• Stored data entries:

========================================================================

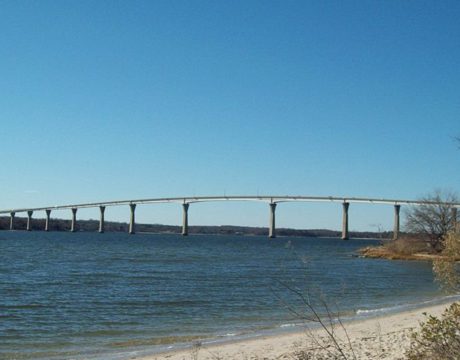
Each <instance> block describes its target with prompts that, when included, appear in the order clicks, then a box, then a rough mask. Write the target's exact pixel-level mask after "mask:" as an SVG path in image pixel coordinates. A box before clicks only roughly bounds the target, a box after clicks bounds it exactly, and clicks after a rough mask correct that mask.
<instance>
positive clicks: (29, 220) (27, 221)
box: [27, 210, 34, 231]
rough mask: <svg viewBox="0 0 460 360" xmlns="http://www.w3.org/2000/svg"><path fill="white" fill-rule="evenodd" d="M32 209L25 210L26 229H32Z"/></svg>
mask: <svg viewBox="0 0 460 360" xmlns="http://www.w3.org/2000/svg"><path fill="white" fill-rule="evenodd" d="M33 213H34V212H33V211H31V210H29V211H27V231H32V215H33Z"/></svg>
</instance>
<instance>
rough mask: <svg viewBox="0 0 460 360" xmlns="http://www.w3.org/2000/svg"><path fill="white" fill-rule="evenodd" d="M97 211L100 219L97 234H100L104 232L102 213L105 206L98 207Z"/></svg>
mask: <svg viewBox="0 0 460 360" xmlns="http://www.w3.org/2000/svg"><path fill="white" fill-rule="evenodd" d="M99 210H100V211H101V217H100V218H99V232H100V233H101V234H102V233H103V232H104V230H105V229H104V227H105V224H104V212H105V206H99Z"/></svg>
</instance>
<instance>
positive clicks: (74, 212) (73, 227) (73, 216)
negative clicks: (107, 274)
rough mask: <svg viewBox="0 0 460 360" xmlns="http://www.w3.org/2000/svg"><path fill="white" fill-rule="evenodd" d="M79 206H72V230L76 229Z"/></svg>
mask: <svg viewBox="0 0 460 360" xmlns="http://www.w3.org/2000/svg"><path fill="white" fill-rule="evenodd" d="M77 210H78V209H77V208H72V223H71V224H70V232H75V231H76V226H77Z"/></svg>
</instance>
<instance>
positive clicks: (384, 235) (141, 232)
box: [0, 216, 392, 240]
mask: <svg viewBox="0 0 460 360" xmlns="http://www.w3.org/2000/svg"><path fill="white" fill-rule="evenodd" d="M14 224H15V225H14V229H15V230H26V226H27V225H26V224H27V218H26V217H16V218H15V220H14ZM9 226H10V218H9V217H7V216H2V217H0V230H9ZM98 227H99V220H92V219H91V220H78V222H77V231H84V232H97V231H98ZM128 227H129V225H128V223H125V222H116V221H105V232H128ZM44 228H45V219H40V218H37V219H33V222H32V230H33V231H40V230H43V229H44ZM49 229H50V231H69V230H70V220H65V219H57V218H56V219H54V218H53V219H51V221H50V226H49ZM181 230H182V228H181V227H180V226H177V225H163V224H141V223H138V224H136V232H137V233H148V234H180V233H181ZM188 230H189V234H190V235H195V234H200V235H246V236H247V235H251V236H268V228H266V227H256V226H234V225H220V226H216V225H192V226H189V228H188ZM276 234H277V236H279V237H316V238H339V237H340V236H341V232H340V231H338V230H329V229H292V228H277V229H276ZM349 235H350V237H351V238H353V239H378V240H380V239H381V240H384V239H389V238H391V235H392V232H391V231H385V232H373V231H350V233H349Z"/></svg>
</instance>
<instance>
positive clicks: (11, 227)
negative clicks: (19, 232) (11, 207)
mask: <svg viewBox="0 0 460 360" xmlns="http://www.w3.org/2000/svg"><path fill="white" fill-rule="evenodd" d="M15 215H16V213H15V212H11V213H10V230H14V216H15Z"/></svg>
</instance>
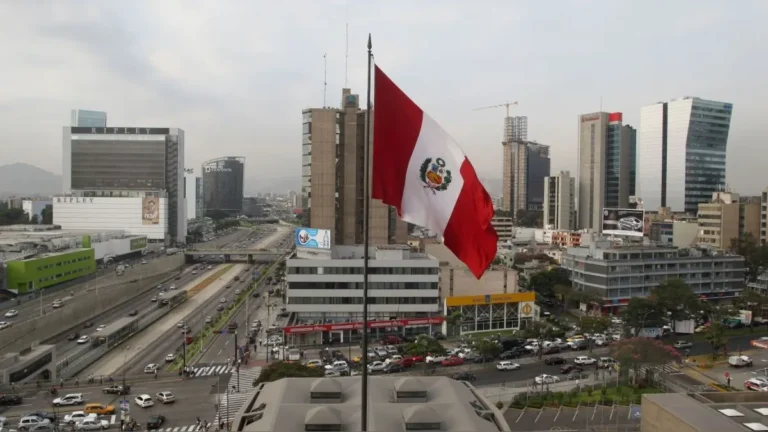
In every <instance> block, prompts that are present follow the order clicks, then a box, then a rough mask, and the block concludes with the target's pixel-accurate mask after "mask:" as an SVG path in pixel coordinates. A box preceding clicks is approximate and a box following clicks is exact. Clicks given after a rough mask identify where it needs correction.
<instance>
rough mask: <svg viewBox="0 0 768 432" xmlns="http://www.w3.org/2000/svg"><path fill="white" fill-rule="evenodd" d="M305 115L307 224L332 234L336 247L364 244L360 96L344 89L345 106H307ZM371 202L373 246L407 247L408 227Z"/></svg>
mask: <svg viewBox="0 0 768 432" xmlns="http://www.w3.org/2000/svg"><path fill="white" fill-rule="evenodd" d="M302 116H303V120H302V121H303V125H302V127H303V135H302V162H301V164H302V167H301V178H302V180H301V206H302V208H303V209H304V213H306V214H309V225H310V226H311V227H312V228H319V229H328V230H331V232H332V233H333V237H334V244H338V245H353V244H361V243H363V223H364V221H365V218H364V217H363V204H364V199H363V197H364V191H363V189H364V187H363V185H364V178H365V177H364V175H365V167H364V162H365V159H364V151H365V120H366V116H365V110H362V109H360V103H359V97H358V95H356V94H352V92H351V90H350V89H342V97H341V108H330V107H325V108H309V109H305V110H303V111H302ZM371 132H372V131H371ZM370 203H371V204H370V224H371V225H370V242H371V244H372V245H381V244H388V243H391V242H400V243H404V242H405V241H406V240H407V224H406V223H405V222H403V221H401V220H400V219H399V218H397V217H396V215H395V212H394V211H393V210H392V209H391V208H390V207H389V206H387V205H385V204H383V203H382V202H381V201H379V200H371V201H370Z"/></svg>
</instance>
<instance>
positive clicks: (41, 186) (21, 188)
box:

========================================================================

The answer is a bare number: how many lines of the records contain the string "target"?

• Written answer: 2